## Objective
Find the line that contains "request: draw the outline of every instance of the truck". Repeat that line and all lines following it, exactly, through the end of the listing below.

## Stored records
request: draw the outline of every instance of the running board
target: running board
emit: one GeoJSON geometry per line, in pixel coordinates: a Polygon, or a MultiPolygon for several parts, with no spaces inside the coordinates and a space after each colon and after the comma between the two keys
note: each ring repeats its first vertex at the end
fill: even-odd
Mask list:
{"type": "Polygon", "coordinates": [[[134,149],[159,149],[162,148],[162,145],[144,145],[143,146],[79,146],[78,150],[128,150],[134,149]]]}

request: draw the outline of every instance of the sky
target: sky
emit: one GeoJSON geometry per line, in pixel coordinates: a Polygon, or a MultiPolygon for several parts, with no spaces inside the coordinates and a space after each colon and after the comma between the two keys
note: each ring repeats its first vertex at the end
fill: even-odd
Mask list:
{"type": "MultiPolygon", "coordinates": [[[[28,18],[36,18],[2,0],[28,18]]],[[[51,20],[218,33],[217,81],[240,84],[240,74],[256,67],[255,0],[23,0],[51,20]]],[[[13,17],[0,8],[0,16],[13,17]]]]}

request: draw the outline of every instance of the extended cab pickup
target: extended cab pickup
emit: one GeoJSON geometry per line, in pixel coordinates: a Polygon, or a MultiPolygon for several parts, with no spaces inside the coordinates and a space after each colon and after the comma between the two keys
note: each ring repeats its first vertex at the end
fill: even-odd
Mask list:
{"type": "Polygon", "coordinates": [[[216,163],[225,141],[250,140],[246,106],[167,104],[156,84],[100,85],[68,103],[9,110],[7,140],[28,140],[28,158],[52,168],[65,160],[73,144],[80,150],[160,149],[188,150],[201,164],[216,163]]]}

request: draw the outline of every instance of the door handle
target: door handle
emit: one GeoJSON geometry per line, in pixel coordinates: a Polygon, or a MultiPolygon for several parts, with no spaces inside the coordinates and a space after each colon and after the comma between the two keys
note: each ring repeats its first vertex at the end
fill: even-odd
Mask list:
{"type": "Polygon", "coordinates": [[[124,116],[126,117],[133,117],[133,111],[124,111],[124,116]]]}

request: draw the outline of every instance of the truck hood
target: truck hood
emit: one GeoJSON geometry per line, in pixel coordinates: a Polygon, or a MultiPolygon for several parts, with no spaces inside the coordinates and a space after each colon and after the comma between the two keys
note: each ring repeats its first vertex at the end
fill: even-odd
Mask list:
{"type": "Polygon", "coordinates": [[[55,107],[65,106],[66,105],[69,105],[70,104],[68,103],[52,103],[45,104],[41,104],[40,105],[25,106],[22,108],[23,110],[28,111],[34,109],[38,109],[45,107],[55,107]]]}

## Output below
request: draw the outline of every instance of the truck hood
target: truck hood
emit: one GeoJSON geometry per line, in pixel coordinates: a Polygon, or a MultiPolygon for several parts, with no spaces inside the coordinates and a space after each colon and after the comma between the two keys
note: each ring repeats its first vertex at the end
fill: even-odd
Mask list:
{"type": "Polygon", "coordinates": [[[55,107],[65,106],[66,105],[69,105],[70,104],[68,103],[52,103],[45,104],[41,104],[40,105],[25,106],[22,108],[23,110],[28,111],[34,109],[38,109],[45,107],[55,107]]]}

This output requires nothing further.